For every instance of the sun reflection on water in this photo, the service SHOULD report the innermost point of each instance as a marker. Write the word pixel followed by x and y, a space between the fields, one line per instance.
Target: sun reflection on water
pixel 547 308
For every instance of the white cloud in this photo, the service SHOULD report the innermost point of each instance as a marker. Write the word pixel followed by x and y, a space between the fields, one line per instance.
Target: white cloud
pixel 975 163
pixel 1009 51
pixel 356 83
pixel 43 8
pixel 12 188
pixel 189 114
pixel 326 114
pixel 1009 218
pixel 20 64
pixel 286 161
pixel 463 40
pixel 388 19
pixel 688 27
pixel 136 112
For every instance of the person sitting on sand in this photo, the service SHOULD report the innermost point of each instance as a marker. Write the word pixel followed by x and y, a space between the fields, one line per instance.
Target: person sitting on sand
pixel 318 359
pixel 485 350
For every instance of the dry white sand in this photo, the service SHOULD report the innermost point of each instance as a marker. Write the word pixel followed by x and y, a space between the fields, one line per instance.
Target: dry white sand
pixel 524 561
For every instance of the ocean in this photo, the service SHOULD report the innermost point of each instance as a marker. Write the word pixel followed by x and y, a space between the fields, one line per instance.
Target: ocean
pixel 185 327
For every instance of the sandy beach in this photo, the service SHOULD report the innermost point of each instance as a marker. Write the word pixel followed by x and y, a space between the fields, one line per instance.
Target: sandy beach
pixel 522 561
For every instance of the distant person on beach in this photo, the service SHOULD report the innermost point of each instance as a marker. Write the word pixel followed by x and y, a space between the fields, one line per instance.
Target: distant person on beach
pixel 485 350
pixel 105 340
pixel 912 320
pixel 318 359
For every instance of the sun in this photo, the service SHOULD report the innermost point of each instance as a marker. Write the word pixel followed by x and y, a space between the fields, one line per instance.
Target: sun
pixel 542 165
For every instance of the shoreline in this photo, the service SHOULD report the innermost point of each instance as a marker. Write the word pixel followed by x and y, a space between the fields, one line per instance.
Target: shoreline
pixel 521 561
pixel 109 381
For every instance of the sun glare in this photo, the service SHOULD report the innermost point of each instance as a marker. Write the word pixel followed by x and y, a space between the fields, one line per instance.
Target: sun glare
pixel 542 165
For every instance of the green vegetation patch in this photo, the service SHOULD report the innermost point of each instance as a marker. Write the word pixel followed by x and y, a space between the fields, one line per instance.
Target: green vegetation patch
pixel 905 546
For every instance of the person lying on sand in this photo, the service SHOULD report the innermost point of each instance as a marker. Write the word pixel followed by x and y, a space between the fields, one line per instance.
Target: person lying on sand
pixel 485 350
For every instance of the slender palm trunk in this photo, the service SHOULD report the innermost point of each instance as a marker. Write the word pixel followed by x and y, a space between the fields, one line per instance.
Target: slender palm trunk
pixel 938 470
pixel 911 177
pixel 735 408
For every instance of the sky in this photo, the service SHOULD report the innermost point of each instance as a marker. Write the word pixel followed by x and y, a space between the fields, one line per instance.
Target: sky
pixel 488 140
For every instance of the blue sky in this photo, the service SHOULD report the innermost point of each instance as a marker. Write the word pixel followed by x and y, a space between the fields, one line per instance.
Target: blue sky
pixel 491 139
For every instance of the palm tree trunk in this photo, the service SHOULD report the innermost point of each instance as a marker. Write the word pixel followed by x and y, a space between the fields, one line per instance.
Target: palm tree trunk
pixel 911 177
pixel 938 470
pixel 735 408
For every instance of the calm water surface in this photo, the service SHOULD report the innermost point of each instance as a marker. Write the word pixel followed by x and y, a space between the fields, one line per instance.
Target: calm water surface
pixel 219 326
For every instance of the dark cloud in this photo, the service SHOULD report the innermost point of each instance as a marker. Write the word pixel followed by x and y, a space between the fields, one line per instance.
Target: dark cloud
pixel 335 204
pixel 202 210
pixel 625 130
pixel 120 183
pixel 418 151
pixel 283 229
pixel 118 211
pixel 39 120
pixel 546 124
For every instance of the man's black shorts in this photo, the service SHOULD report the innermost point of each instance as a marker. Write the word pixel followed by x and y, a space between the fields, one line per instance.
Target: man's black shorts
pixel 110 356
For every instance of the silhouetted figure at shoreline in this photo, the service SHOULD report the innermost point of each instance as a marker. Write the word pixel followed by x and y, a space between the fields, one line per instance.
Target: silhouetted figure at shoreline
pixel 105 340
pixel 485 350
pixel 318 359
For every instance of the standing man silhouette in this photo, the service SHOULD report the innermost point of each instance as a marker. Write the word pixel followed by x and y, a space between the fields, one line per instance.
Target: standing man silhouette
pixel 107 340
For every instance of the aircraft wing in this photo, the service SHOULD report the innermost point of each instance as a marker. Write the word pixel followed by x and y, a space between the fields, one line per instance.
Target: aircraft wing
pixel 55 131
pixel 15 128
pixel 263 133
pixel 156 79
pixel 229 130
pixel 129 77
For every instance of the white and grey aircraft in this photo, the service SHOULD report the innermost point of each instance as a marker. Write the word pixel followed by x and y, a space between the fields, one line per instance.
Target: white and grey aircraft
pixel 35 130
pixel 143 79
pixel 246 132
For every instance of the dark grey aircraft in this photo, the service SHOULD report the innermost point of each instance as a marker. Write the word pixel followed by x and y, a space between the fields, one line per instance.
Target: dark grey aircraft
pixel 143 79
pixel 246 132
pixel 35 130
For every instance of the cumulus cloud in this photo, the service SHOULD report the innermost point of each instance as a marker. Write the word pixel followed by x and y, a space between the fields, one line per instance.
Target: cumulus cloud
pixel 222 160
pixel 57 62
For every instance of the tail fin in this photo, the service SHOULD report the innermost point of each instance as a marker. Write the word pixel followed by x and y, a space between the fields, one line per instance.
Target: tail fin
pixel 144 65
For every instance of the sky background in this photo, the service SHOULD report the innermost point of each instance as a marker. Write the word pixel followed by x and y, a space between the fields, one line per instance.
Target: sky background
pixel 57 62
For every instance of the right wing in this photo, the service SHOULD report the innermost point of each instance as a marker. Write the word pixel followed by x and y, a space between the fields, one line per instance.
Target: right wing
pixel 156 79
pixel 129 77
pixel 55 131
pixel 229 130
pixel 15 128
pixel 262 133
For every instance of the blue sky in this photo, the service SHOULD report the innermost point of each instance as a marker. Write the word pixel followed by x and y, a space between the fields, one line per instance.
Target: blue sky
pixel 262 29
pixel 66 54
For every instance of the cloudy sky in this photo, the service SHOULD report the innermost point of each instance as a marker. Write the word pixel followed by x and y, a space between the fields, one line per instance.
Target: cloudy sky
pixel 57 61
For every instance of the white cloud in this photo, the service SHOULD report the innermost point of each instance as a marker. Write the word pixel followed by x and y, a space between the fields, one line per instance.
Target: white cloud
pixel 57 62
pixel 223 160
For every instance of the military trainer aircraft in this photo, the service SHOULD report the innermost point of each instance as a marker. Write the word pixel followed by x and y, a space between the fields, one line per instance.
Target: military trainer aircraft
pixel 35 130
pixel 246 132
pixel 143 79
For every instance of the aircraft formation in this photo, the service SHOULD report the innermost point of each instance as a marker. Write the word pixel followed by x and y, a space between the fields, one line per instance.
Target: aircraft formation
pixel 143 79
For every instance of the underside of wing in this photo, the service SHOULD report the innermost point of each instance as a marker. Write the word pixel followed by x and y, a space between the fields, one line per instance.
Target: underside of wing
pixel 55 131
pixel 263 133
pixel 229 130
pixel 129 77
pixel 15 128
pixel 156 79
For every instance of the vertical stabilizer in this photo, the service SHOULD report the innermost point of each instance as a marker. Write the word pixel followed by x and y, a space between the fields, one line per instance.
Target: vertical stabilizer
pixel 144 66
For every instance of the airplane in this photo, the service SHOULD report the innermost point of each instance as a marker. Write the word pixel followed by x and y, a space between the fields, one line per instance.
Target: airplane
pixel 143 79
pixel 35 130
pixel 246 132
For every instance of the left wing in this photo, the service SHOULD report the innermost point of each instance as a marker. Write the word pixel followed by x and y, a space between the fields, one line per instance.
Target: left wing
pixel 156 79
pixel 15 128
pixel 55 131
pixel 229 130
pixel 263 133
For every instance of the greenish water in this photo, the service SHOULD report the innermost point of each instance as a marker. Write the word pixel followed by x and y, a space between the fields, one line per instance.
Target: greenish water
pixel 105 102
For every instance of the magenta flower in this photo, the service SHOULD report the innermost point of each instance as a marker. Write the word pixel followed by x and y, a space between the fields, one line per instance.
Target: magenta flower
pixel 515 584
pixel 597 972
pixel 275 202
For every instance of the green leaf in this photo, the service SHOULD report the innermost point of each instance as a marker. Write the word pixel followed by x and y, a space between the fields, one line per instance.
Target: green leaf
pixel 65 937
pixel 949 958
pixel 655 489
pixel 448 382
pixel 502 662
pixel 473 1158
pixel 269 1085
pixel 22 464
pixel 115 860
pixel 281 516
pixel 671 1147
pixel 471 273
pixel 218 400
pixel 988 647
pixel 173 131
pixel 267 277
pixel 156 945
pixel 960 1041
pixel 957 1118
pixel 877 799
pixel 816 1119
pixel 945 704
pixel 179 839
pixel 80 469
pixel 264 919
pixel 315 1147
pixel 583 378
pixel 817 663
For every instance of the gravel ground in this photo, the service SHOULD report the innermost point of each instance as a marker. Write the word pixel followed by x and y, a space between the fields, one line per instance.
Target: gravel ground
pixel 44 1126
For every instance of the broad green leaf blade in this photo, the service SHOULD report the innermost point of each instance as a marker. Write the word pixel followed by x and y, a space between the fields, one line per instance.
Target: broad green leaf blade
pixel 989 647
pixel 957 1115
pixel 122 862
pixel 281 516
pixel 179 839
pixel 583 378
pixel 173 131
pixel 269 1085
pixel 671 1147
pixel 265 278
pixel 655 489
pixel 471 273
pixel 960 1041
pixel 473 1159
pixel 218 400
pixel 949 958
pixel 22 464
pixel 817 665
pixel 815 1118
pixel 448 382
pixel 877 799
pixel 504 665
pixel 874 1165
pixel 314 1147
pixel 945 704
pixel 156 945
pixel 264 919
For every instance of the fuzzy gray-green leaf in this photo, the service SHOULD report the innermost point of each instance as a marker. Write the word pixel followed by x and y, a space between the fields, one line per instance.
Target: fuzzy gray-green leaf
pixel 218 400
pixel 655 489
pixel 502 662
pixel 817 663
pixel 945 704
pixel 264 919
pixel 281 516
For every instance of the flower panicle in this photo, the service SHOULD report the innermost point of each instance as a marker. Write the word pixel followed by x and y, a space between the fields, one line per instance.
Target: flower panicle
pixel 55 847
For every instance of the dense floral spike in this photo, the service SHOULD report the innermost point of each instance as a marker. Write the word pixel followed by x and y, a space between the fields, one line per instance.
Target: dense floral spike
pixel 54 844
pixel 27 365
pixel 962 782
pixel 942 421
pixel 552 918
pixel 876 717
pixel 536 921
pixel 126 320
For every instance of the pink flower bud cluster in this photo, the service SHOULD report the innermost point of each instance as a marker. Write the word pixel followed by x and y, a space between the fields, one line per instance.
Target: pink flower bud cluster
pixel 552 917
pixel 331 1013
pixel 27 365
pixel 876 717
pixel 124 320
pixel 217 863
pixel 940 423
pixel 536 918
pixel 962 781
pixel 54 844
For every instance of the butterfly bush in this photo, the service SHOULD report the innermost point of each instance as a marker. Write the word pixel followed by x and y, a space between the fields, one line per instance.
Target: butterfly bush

-----

**Required work**
Nothing outside the span should appear: transcribe the lines from the one containing "For every instance of the flower" through the last line of the records.

**Task output**
For every instance of the flower panicle in this photo, the service SHOULD report the innermost point of each instance as a marker. Write the word pixel followed by x and y, a space between the fields, one line per instance.
Target: flower panicle
pixel 55 847
For every instance of the dense floral spike in this photo, the service SHOULD report the innermost point of each instance as a marker. Write the word pixel followed by x and y, a space between the fields, one line per instance.
Target: dense floral spike
pixel 54 844
pixel 27 365
pixel 962 782
pixel 942 421
pixel 552 918
pixel 876 717
pixel 536 921
pixel 126 320
For every instance of the pink flower bud cluster in this photo, the service SHOULD report the innermost point of each instance as a marker. Write the word pixel followed by x and y, a space between the fields, one line per instance.
Target: pink flower bud cluster
pixel 552 917
pixel 331 1013
pixel 27 365
pixel 876 717
pixel 124 320
pixel 217 863
pixel 940 423
pixel 536 918
pixel 962 781
pixel 54 844
For every instance of the butterfly bush in this photo, the service SHOULD report the innermost point of each instance as a marker. Write the word pixel followed by x and y, a space between the fields, one line per instance.
Target: butterfly bush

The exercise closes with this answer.